(Excerpts of labeled region data)
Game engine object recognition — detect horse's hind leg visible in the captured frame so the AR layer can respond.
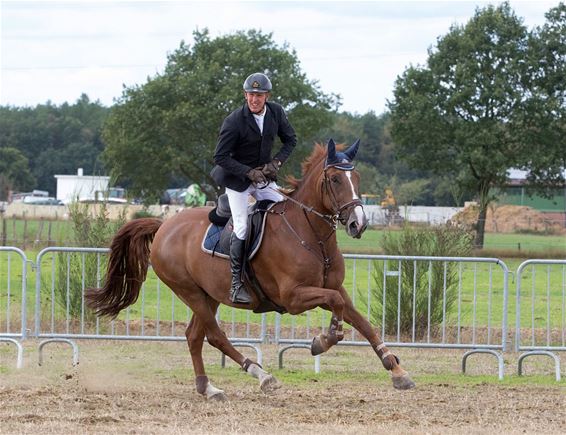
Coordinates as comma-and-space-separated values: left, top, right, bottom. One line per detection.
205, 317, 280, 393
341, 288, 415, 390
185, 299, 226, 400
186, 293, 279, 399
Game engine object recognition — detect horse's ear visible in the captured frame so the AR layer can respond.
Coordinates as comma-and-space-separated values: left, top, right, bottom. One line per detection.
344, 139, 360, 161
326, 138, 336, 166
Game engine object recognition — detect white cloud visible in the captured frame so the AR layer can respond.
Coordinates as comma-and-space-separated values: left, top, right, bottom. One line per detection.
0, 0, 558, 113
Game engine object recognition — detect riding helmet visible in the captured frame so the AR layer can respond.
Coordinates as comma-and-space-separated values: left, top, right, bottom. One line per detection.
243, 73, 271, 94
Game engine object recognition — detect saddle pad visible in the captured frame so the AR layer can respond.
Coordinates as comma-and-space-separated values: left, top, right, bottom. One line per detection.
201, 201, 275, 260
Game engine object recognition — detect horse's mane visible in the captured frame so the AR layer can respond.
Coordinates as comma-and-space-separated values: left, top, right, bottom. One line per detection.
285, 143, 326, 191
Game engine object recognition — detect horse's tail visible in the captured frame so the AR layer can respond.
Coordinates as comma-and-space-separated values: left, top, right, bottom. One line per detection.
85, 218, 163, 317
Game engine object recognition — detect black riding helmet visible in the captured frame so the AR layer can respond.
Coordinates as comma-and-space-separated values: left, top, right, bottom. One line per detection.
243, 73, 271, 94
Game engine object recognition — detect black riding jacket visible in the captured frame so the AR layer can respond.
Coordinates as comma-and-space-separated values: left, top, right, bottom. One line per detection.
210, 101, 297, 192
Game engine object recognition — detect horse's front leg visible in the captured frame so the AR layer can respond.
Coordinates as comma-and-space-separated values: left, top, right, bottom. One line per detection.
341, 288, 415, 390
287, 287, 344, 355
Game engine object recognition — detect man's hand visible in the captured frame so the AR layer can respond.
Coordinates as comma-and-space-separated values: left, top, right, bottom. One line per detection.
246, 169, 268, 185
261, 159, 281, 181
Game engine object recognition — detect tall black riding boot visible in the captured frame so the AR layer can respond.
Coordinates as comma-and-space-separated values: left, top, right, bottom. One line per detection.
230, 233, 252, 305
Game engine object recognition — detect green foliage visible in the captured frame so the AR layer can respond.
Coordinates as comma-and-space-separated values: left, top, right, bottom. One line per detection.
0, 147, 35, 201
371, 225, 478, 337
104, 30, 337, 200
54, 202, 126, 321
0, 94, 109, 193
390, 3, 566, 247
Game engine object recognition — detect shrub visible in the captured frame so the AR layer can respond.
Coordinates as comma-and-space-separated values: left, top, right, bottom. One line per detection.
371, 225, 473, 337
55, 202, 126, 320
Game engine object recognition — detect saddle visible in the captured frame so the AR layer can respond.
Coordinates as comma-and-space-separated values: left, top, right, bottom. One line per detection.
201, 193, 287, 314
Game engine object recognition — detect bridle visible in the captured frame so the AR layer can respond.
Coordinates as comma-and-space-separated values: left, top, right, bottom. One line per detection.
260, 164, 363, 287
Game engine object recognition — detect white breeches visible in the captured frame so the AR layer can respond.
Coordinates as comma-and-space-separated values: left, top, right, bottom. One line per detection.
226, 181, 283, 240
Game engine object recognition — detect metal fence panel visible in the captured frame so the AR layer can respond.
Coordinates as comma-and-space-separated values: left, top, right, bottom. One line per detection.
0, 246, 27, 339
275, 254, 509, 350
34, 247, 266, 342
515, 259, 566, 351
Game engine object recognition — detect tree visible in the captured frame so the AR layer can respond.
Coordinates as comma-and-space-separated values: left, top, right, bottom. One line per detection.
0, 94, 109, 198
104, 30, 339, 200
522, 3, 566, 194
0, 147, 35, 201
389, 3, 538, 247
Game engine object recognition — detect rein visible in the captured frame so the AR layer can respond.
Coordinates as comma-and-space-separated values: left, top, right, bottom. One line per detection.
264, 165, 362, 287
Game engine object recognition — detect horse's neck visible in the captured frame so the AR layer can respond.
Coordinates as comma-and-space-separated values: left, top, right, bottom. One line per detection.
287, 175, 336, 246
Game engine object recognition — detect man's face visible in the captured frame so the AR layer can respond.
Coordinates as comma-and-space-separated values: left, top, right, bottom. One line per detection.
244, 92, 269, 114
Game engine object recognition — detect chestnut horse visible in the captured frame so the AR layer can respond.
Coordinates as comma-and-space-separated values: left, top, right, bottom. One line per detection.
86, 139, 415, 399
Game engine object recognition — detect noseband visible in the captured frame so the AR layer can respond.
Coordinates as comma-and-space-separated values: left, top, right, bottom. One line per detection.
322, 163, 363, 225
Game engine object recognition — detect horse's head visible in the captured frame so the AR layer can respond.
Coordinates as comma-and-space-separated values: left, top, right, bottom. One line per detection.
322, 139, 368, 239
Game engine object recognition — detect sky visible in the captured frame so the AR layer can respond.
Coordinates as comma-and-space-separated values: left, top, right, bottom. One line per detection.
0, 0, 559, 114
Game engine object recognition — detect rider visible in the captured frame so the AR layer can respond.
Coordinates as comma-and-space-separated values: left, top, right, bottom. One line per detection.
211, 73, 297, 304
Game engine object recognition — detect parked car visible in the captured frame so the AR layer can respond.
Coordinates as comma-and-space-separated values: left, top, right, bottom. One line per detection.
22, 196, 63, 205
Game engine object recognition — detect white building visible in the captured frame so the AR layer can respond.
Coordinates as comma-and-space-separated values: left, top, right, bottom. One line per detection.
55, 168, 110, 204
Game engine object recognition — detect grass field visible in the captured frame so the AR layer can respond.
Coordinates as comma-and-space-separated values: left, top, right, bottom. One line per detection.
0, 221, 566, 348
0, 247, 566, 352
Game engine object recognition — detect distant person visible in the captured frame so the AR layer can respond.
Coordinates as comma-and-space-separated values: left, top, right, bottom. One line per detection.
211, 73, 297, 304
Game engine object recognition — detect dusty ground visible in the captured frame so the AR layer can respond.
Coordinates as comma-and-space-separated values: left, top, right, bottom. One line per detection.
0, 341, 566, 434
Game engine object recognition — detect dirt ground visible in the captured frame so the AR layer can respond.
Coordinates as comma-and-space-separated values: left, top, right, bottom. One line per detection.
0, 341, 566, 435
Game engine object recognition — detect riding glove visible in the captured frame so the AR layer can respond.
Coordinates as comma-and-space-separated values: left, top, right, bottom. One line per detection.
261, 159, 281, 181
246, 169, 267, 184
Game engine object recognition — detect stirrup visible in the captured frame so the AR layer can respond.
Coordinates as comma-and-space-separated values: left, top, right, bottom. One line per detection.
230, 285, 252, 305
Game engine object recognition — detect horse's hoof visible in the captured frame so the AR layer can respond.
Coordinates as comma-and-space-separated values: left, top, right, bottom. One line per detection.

Exercise prompt: Copy all of the material above line for line, leaving the pictures out of your copy.

Result of this exercise:
Game engine object recognition — detect horse's hind leg visible in the captured frame so the AR layer can respond.
Coordinates as comma-and-space-separated values: left, top, right, bottom. One line per detection.
205, 317, 280, 393
341, 288, 415, 390
185, 299, 226, 400
186, 293, 279, 399
Game engine object recognition — detect horse's ear visible in the captured frame so the AR layer can respond.
Coordinates as comma-and-space-separated values: left, top, right, bottom. One line per detection.
344, 139, 360, 161
326, 138, 336, 166
Game engine object recognition — detect white cloud visible in the captured frame so the AR layer can respond.
Coordinates as comma-and-space-separated values: left, top, right, bottom. One line per detection.
0, 0, 558, 113
Game engine object recognition — detect riding helmet visible in the captured frame so the AR layer can respond.
Coordinates as comma-and-space-separated values: left, top, right, bottom. One line per detection.
243, 73, 271, 94
Game engine object recognition — detect saddle pad visible in the captured frame so the AR layer can respond.
Coordinates as comma-and-space-separated values: left, top, right, bottom. One line per detection.
201, 201, 275, 260
Game engine object recognition — detect horse's mane visible in the captured frame so the AR layer can respond.
Coordinates as comma-and-space-separated values: left, top, right, bottom. One line per detection.
285, 143, 326, 191
Game engine object recognition — detect horse's tail visible in the captured frame so the AR layer can respond.
Coordinates as comma-and-space-separated values: left, top, right, bottom. One line per detection.
85, 218, 163, 317
Game engine object recognition — detect black riding helmet visible in the captured frame so the AR layer can respond.
Coordinates as comma-and-space-separated values: left, top, right, bottom. One line per detection.
243, 73, 271, 94
Game engine object recognition — detect black riding jacket visible in the captured frame so the AR layer can respond.
Coordinates as comma-and-space-separated values: left, top, right, bottom. One line per detection.
210, 101, 297, 192
Game engine object recognition — detect horse's front leg visible in the captured frame so the AR layer can respond.
Coordinates as comma-and-space-separated values: left, top, right, bottom. One line per detection.
341, 288, 415, 390
287, 287, 344, 355
Game engine object recognition — detect man's hand visible in the captured frame so the AR layer can respond.
Coordinates as comma-and-space-separated values: left, top, right, bottom. One line per detection.
246, 169, 268, 185
261, 159, 281, 181
Game engine object recognition — detect tall black riding boot visible in the captured frame so the AR layer can respond.
Coordinates as comma-and-space-separated values: left, top, right, bottom. One line per detection.
230, 233, 252, 305
Game engine object recognition — detect green foliage visible in the captured frame so the AR layer can respond.
Coordinates as comma-and-space-separated values: left, top, right, bottom. One line per detection.
0, 147, 35, 201
371, 225, 478, 337
104, 30, 337, 200
54, 202, 126, 321
0, 94, 109, 193
390, 3, 566, 247
Game engine object recognition — detect shrub visible in the captured frame so the AR layer can respond.
Coordinates as comma-and-space-separated values: left, top, right, bottom. One line per detection.
371, 225, 473, 337
55, 202, 126, 320
Game engine object recognition — detect saddle visible in the captured frame so the AR layer can respond.
Coordinates as comma-and-space-separated values: left, top, right, bottom. One line per detection.
201, 193, 287, 314
Game engine object recognition — detect bridle visible in the captured frame so the AR layer can respond.
Coordinates as comma-and-space-separated values: left, top, right, bottom. One line per detection.
260, 164, 363, 287
Game engine object recognition — detect white breeches visible in the captured frame so the AR layer can respond.
Coordinates as comma-and-space-separated values: left, top, right, bottom. One line per detection.
226, 181, 283, 240
Game engine object recognition — detect metal fence panel visible in the captured frame so the AR layer can respond.
Coordinates as comma-and-space-separated values: left, top, right, bottom. One line per detection.
0, 246, 27, 339
275, 254, 509, 350
34, 247, 266, 342
515, 259, 566, 351
Game engine object recognition — detect tree visible in the captured frame so the AR layer can respond.
Coordinates as comma-and-space-separated values: left, top, right, bottom. One line per detection.
0, 94, 109, 198
104, 30, 339, 200
522, 3, 566, 194
0, 147, 35, 201
389, 3, 538, 247
Game engine object recognition — detect rein visible in the captured frame so the AR layer can respond.
Coordinates as comma-and-space-separated values: left, top, right, bottom. One line per detection.
264, 165, 362, 287
Game engine object recognition — detect horse's neck visible in the captured frame so the AR layer can respond.
Coordinates as comma-and-space-separated values: left, top, right, bottom. One line per detection.
287, 175, 336, 246
Game engine object recognition — detect man's face visible in the captured frame so the AR layer can respond.
Coordinates as comma-and-space-separated values: left, top, right, bottom. One line per detection.
244, 92, 269, 114
Game engine object recognition — detect chestnut horse visible in the captured frame so the AR layer can respond.
Coordinates as comma-and-space-separated values: left, top, right, bottom. One line per detection.
86, 139, 415, 399
Game engine object recognition — detect noseband visible in the captured frame so the AR layer can respond.
Coordinates as comma-and-space-separated values: left, top, right, bottom. One line per detection.
322, 163, 363, 225
Game engine object recognition — detect horse's head visible in the captured frame so the AR layer can respond.
Coordinates as comma-and-space-separated values: left, top, right, bottom. One line per detection.
322, 139, 368, 239
Game engine object recognition — detect sky visible in the captured frame so the AR layer can respond.
Coordinates as comma-and-space-separated values: left, top, right, bottom. One line per detection.
0, 0, 559, 114
Game engine object recognition — detect rider visible in the captured frame so the AR layer can respond.
Coordinates as comma-and-space-separated values: left, top, right, bottom. One line per detection.
211, 73, 297, 304
Game engine object recognition — detect parked car visible in the captured frame so the AR layer can respond.
Coordinates as comma-and-space-separated values: left, top, right, bottom. One line per detection.
22, 196, 63, 205
Game engine object recognition — detect white building visible in the captured frame so the AR layer can respond.
Coordinates as comma-and-space-separated values: left, top, right, bottom. One line per detection.
55, 168, 110, 204
Game engine object recognition — detect grass field visible in the captured frame so the AR layer can respond.
Coordinates as comma-and-space-separated values: left, top, right, bottom. One line per detection.
0, 221, 566, 348
0, 247, 566, 352
Game engine object recognition — detect distant person visible in the captured frame so the AR layer can respond.
Coordinates as comma-and-space-separated values: left, top, right, bottom. One line per detection.
211, 73, 297, 304
Game engine object recognition — detect dusty ground visible in the captured frame so the AR layer can respond.
Coordinates as comma-and-space-separated values: left, top, right, bottom. One line per detection.
0, 341, 566, 434
Game engine object recognition — detect dirt ground visible in the captured frame so the AR layer can respond.
Coordinates as comma-and-space-separated values: left, top, right, bottom. One line per detection.
0, 341, 566, 435
Game engine object recognition — detect riding glove visible in the captured frame so the AR layer can respond.
Coordinates as comma-and-space-separated values: left, top, right, bottom. One line per detection.
261, 159, 281, 181
246, 169, 267, 184
Game engine object recognition — detect stirrup visible in the captured frame so the AR layer can respond.
Coordinates as comma-and-space-separated values: left, top, right, bottom. One line per detection.
230, 285, 252, 305
Game engine object recognition — detect horse's hoof visible in the captured frame so the AR layer can respond.
Coordinates as comma-and-space-separated values: left, top, right, bottom. One line per detection.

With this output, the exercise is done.